_Gekozen fragment_:
>>>>>
Theo van Gogh, God hebbe zijn ziel en zeventig moslimmaagden zijn pik, zei wel eens gekscherend dat Rotterdam de Duitsers zou moeten vragen het centrum wederom plat te gooien, zodat er een menswaardig stadshart gebouwd zou kunnen worden. Daar had hij een punt, ook al hoorden de Rotterdammers het grimlachend aan. Het wonder van Rotterdam is dat ondanks de gemankeerde wederopbouw er de laatste jaren een metamorfose plaatsvond die de stad weer een gezicht, statuur en sfeer gaf. Het is weer gezellig in Rotterdam, om dat kutwoord maar eens te gebruiken.
Toen ik eind jaren tachtig van Amsterdam naar Rotjeknor verkaste had ik grote moeite te wennen aan de verlatenheid van het centrum en de agressieve ‘gewoonheid’ van de Rotterdammers.
Zo van: denk niet dat je beter of anders bent dan wij, want dan slaan we je op je muil. Het kostte me enige tijd te wennen aan de Rotterdamse mentaliteit na mijn bohemienbestaan in Amsterdam, waar je juist geacht werd van de burgermansnorm af te wijken. Maar gaandeweg – Rotterdam moet veroverd worden, ligt niet als een afgeragde hoer op haar rug voor iedere passant – begon me een aantal zaken op te vallen. De Rotterdammers zijn in de regel bijzonder hartelijk, nog steeds word ik regelmatig op straat gegroet door onbekenden alsof ik me in een dorp bevind. Er wonen hier nog echte Rotterdamse mensen met Rotterdamse mores, in tegenstelling tot Amsterdam waar een van elders afkomstige kapitaalkrachtige elite veel gewone Amsterdammers naar Almere en andere provinciale uithoeken verdreven heeft.
Maar het wordt je als Rotterdammer in spe nooit gemakkelijk gemaakt. Zeker niet in de jaren negentig toen je door een zee van menselijk wrakhout moest waden om het naargeestige Centraal Station van architect Van Ravesteyn te bereiken. Het roemruchte Perron Nul, magneet voor junkies, daklozen en andere verdoolden bepaalde de sfeer in het centrum. Op instigatie van de goedbedoelende maar desalniettemin danig ontspoorde dominee Hans Visser die meende van God zelve de opdracht te hebben gekregen armen van geest uit alle windstreken in Rotterdam te verwelkomen.
Godzijdank werd er na de opkomst van Pim Fortuyn, en met hem Leefbaar Rotterdam, een einde gemaakt aan deze apocalyptische verloedering. Want dat moet gezegd: toen Leefbaar Rotterdam in 2002 in het college van B&W belandde, nadat de PVDA meer dan vijftig jaar aan de macht was geweest en dacht als arrogante regentenpartij simpele wensen van de Rotterdammers over bijvoorbeeld veiligheid straal te kunnen negeren, kwam de strijd tegen de verrotzooiing en voor de revitalisering van de stad pas echt op gang. Verslaafden, zwervers en straathoeren van elders werden de stad uitgebonjourd en de rest (eigen junkies eerst !) werd efficiënt in een resocialiseringstraject geduwd; van dit opfrisbeleid plukt de stad tot op heden de vruchten.
<<<<<
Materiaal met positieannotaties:
>>>>>
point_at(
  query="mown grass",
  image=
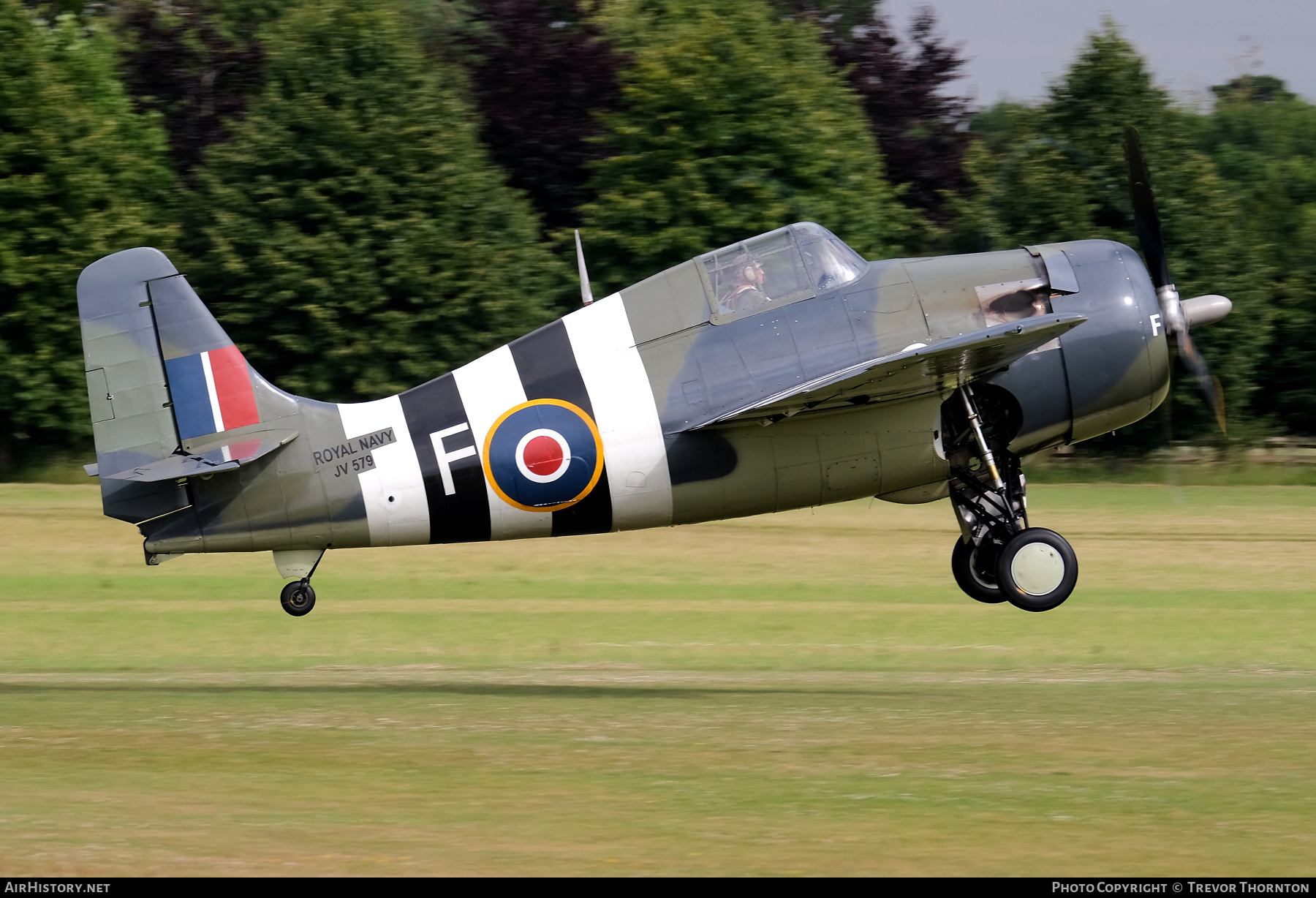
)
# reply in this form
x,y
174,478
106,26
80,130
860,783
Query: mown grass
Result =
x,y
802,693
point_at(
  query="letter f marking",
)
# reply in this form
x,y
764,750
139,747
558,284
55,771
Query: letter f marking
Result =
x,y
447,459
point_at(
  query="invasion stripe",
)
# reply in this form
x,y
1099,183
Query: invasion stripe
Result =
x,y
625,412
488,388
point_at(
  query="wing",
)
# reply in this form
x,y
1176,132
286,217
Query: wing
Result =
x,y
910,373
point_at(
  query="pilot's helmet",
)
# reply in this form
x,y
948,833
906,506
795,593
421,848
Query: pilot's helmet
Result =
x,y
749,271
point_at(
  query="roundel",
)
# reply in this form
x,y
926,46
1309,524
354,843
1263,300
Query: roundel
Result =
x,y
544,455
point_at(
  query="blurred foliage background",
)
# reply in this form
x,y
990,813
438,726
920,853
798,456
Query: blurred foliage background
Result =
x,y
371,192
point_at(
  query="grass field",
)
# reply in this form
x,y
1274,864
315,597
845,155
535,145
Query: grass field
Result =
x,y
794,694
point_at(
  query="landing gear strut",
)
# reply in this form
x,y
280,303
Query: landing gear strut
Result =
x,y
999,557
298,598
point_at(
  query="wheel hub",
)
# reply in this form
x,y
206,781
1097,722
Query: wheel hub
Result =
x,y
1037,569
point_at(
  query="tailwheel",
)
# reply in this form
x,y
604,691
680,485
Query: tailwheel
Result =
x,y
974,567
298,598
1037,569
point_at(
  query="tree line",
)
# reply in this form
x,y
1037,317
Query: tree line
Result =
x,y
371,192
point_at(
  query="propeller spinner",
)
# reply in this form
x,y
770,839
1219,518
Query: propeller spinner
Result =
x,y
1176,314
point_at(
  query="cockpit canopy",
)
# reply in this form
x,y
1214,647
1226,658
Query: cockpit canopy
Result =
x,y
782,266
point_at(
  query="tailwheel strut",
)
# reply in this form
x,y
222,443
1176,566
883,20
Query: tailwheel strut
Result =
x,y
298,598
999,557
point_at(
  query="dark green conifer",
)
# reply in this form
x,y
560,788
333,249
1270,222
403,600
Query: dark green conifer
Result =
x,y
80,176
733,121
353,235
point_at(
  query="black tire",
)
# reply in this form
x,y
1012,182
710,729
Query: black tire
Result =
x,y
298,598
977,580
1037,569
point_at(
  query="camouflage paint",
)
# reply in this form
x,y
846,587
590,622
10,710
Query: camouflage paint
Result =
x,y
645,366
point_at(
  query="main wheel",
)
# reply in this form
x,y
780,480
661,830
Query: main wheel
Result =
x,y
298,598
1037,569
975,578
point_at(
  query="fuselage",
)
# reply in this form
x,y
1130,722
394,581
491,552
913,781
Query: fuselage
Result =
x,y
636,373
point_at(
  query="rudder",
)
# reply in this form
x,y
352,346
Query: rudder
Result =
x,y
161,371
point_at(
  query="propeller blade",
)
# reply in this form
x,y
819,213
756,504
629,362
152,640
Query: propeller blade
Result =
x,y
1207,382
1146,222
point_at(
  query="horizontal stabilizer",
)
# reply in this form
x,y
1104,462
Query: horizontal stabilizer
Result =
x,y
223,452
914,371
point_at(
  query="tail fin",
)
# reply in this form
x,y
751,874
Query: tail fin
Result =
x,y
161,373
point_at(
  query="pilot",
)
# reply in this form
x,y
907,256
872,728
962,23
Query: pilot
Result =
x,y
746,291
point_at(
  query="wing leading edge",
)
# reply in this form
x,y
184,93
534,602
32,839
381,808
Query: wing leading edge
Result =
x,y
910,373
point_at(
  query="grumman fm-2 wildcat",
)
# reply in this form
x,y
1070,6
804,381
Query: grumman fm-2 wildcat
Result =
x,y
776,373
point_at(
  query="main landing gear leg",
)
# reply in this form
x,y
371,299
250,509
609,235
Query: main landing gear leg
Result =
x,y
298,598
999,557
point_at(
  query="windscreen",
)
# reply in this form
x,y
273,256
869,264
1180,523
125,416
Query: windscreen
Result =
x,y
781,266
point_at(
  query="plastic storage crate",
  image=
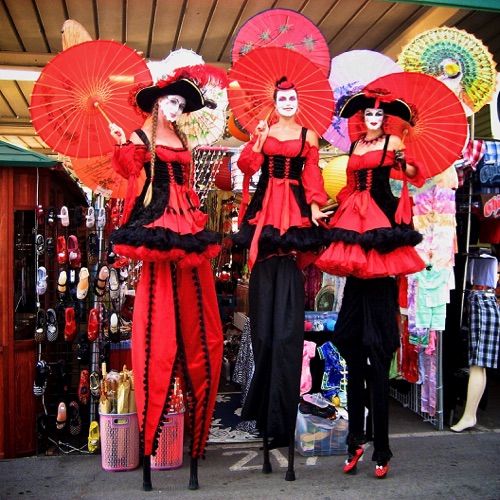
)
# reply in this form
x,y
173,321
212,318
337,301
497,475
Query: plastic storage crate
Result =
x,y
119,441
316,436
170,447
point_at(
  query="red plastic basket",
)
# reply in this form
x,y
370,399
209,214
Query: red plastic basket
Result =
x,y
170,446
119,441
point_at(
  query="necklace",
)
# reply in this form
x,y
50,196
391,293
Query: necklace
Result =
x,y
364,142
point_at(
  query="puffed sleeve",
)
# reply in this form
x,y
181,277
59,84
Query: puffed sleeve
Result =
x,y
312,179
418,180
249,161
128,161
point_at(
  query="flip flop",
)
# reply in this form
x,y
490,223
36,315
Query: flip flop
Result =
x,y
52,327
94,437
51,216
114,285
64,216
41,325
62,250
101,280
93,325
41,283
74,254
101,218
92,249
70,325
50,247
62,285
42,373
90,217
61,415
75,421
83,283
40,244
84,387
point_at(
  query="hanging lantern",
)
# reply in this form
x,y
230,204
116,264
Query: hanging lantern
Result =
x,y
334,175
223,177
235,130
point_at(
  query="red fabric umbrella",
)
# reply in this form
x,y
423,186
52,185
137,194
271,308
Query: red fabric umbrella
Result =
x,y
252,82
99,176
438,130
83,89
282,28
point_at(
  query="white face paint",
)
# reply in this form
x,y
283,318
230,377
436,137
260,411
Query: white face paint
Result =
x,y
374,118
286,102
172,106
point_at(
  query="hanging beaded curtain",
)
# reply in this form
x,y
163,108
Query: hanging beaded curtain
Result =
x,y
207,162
<<<<<
>>>>>
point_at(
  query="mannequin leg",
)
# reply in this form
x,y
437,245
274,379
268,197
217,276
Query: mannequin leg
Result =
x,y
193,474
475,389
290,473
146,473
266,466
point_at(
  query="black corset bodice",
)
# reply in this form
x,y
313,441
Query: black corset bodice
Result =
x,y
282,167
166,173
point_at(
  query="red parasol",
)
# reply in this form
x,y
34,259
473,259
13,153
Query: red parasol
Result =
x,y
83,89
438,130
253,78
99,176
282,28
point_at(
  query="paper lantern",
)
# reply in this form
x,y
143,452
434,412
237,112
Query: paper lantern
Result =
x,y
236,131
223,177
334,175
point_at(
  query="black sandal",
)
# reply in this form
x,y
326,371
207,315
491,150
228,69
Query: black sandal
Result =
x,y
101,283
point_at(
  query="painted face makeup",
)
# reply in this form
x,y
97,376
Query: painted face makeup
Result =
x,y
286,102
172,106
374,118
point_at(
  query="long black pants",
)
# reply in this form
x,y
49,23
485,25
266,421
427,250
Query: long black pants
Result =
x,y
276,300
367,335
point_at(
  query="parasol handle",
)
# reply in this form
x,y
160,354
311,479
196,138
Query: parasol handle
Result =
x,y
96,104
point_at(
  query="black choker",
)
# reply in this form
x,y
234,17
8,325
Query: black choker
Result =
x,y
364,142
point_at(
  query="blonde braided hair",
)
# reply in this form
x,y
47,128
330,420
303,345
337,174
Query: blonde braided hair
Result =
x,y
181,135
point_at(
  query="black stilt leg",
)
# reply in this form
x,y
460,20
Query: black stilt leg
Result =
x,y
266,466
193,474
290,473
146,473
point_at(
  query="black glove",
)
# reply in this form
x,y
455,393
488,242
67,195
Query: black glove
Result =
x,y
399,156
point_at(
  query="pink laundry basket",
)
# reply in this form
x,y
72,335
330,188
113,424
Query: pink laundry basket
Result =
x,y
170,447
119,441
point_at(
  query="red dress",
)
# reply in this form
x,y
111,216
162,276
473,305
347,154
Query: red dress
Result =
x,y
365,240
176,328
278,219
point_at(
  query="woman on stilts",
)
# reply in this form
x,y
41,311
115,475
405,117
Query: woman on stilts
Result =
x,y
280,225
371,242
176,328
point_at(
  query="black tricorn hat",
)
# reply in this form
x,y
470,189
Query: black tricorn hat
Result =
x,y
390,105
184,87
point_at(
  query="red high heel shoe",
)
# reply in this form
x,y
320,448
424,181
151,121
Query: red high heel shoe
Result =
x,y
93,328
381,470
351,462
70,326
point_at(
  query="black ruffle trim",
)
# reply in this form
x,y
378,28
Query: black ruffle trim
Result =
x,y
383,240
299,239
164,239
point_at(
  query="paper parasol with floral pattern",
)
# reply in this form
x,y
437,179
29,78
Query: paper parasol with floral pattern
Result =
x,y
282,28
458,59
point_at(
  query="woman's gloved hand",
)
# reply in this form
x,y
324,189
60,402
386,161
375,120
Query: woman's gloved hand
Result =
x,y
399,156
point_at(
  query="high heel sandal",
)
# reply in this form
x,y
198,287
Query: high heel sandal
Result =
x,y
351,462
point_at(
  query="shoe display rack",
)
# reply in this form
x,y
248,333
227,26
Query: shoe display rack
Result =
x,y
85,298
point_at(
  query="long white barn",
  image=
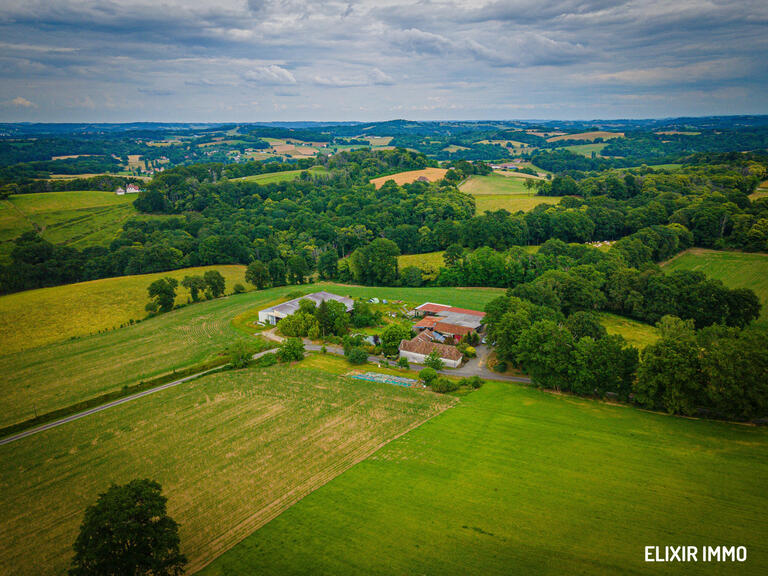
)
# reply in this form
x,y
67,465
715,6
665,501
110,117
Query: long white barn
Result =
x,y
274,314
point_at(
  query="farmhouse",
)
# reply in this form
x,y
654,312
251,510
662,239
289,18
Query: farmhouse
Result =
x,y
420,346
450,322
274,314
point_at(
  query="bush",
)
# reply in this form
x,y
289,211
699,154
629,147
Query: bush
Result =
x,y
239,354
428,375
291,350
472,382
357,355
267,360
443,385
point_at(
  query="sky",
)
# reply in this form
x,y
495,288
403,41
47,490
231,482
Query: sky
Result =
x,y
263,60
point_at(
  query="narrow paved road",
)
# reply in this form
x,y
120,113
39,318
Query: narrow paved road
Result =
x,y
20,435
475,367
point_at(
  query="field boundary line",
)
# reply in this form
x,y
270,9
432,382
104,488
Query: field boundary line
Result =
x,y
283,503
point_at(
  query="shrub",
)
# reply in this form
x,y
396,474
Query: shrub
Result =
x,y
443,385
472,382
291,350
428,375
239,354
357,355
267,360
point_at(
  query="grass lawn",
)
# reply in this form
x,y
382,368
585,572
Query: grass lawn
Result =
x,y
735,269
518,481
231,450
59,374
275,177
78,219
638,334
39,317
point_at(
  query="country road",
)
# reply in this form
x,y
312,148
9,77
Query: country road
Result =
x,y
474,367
<<<<<
Kun je het stuk uit het fragment over Rotterdam woordelijk herhalen, van "Theo van Gogh, God" tot en met "eens te gebruiken."? Ga hierbij uitsluitend uit van het fragment.

_Oplossing_:
Theo van Gogh, God hebbe zijn ziel en zeventig moslimmaagden zijn pik, zei wel eens gekscherend dat Rotterdam de Duitsers zou moeten vragen het centrum wederom plat te gooien, zodat er een menswaardig stadshart gebouwd zou kunnen worden. Daar had hij een punt, ook al hoorden de Rotterdammers het grimlachend aan. Het wonder van Rotterdam is dat ondanks de gemankeerde wederopbouw er de laatste jaren een metamorfose plaatsvond die de stad weer een gezicht, statuur en sfeer gaf. Het is weer gezellig in Rotterdam, om dat kutwoord maar eens te gebruiken.